Records for this exercise —
* * * * *

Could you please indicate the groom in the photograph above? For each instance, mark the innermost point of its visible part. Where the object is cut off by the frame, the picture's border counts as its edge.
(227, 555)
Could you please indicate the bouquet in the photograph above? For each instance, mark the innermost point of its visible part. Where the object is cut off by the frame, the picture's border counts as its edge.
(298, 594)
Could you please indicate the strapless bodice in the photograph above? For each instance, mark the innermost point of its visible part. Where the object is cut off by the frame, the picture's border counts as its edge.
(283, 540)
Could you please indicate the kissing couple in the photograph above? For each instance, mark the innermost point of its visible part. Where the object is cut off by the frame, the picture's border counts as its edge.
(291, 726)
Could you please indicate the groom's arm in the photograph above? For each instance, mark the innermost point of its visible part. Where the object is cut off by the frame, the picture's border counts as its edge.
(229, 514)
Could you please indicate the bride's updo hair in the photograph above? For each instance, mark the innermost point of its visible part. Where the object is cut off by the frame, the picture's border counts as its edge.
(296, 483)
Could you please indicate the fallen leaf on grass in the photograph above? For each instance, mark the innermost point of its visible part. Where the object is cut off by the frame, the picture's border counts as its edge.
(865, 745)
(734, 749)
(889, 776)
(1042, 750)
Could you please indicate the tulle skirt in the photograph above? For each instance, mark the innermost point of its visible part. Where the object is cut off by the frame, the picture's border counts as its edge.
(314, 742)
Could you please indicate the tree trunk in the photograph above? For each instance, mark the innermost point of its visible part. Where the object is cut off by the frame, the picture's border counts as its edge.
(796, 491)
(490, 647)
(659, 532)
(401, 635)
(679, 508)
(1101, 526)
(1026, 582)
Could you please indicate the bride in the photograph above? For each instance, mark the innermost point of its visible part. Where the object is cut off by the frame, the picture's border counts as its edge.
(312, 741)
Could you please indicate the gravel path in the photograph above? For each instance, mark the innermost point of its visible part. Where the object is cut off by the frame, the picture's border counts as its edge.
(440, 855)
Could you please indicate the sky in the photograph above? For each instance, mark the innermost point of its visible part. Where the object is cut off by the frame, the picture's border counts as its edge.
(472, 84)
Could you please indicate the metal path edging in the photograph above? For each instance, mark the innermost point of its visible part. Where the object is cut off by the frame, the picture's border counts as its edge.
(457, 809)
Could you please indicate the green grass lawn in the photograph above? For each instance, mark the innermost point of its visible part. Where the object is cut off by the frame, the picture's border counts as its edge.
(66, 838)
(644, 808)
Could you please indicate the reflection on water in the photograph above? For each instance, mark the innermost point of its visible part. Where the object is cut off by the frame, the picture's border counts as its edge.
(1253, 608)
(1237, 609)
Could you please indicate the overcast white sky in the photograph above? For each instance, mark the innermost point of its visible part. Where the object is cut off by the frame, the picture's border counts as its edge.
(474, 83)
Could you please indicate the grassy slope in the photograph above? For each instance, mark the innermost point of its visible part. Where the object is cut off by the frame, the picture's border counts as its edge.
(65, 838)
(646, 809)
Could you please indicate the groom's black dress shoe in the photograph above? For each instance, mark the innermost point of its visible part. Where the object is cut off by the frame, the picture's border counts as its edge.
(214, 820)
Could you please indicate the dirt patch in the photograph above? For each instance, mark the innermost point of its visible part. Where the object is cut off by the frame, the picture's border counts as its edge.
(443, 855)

* * * * *

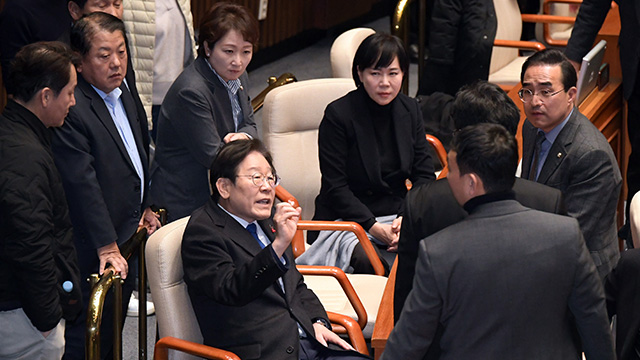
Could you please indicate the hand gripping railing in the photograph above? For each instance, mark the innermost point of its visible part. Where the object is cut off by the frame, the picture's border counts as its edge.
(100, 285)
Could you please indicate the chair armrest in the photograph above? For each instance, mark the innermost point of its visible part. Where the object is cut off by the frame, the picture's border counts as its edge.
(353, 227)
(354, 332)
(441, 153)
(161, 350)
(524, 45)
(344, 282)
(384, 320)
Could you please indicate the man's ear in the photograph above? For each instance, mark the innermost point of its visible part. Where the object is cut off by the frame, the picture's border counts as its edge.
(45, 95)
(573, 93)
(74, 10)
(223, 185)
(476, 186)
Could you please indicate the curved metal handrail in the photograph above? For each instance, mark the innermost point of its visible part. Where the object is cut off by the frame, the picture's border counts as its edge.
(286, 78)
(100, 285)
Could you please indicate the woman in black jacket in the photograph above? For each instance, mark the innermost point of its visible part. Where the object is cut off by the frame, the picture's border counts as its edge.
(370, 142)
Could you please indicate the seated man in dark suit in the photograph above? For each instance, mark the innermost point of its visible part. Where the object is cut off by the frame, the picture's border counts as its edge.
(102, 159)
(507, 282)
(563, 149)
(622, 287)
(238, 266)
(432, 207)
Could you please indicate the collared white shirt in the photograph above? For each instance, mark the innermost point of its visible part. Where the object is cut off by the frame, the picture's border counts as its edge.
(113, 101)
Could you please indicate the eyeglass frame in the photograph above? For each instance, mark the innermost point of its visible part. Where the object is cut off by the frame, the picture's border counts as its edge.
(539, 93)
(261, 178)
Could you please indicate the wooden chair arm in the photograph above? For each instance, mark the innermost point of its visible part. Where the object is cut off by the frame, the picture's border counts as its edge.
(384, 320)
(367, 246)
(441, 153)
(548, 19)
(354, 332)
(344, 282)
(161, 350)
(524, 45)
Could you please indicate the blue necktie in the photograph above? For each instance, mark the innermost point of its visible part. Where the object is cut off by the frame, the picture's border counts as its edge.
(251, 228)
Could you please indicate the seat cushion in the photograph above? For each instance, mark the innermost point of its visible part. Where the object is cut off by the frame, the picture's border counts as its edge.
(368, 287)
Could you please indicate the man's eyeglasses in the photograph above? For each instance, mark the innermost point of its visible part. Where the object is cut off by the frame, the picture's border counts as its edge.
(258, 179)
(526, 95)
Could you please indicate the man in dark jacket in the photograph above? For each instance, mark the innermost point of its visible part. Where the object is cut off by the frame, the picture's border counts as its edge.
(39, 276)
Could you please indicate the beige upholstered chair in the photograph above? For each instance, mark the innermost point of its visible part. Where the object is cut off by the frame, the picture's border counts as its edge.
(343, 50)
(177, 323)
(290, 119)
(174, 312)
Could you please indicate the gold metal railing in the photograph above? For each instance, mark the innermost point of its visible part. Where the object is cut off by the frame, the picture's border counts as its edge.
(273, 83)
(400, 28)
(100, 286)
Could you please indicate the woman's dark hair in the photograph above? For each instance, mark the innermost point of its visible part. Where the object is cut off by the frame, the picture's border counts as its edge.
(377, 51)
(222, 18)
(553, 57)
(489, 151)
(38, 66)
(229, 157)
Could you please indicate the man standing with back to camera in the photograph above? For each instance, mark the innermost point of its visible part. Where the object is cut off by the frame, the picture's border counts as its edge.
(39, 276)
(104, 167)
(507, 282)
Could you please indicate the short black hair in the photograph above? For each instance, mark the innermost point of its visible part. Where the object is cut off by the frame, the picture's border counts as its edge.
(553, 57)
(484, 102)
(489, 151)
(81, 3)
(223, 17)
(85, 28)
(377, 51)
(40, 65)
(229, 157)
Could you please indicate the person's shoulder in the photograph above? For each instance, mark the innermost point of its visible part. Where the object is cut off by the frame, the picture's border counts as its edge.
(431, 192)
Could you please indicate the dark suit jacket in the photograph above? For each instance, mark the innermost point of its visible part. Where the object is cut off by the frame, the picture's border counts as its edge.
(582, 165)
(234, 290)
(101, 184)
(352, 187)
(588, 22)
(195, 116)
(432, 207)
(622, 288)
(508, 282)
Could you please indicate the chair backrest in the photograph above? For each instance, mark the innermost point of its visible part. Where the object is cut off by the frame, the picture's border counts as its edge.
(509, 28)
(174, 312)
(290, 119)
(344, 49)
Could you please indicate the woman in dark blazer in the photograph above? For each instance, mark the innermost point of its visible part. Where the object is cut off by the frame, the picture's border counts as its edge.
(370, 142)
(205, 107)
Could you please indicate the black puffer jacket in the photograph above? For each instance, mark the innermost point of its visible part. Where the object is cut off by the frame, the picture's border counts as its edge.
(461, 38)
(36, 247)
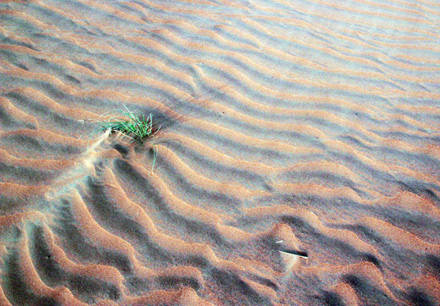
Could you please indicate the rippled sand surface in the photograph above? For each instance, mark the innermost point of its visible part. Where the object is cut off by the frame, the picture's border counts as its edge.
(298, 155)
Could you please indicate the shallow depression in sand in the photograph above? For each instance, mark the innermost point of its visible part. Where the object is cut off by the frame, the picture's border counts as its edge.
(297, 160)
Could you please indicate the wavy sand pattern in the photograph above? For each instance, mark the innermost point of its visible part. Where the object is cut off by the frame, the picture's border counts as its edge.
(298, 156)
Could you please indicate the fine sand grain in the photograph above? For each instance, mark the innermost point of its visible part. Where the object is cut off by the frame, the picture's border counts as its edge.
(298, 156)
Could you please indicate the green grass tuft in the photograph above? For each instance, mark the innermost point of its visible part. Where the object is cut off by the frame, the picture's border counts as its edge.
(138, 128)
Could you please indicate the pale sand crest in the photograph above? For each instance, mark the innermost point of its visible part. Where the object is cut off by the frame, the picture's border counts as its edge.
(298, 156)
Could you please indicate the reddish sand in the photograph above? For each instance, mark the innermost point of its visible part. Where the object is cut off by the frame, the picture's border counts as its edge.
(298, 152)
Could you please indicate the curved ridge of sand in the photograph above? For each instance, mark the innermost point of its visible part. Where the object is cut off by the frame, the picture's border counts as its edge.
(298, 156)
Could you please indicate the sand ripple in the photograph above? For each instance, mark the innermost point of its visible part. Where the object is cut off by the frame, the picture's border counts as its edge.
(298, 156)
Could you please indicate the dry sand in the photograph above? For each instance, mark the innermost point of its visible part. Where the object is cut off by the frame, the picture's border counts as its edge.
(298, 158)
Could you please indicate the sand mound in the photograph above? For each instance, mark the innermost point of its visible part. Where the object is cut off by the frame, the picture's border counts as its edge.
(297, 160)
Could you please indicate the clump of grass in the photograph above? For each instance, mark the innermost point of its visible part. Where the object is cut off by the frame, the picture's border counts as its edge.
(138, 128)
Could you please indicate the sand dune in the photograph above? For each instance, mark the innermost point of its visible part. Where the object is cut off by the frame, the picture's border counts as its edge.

* * * * *

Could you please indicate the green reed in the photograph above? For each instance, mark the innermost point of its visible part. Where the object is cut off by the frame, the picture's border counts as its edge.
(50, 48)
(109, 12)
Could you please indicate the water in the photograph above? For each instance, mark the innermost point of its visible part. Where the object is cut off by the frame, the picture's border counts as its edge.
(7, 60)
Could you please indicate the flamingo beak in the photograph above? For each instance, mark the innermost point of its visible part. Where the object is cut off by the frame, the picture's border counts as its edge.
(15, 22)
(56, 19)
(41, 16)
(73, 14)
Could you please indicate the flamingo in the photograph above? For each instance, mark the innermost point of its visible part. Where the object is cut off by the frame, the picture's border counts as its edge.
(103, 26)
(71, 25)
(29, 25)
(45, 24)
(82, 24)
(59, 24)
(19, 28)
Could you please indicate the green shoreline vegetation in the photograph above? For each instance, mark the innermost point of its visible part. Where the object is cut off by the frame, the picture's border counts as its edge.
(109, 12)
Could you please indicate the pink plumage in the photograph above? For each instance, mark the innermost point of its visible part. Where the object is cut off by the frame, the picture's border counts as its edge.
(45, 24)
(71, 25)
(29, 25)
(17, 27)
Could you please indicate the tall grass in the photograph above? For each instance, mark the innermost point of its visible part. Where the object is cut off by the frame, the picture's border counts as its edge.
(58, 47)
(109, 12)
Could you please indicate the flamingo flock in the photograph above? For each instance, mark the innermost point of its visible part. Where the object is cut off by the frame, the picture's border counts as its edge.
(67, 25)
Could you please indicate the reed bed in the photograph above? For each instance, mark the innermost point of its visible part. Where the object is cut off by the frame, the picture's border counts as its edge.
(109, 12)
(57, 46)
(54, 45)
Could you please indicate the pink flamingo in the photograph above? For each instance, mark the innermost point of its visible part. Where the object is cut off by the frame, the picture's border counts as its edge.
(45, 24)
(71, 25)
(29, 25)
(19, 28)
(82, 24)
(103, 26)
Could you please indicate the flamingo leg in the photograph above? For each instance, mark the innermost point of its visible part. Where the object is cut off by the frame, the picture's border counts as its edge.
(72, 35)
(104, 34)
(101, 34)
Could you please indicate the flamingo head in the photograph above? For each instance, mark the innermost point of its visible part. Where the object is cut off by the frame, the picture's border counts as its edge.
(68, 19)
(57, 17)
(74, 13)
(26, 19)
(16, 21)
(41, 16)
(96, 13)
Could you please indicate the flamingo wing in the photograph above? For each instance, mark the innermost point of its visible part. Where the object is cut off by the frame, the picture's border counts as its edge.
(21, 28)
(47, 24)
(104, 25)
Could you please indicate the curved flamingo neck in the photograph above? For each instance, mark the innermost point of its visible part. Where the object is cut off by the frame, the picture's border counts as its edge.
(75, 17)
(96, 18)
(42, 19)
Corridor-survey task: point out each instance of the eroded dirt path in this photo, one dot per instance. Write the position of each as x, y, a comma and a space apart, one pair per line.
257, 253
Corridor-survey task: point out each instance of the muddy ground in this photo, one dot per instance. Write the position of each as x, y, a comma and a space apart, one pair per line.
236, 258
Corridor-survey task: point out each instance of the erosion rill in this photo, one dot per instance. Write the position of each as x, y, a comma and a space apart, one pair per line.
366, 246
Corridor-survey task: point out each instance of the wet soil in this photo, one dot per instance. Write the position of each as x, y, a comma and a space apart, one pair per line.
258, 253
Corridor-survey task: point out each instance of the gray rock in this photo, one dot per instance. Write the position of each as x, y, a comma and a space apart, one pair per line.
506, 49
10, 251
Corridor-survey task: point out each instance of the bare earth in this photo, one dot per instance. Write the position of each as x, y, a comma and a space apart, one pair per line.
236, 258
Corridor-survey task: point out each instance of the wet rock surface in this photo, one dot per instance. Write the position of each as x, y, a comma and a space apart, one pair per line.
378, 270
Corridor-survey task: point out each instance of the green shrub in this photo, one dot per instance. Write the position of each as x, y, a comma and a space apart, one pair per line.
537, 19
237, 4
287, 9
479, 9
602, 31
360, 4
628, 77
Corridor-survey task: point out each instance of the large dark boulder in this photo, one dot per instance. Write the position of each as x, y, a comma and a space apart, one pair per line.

* * * * *

Exercise aim — When you reach the line containing "Could you please indicate the sand mound" in the data above, start copying exactly, and stop after the line containing "Could you please indicate the sand dune".

Response for this exercise —
Could you please indicate the sand mound in the photograph above? For each instance, mark the innermost point of its visible part. Where the object is cut off by the frame, the picture's border counts as its edge.
(297, 160)
Could you please indicate the clump of grass in the photograph above? For each instance, mark the innermost point of its visible part. Where the object is cut off by the frame, the picture's border counts as its edge.
(138, 128)
Could you please indicate the sand dune in the photograph above? For each instance, mark the innermost point of its visible part. Where the object is cut off by the frame, the picture's border counts as its edge.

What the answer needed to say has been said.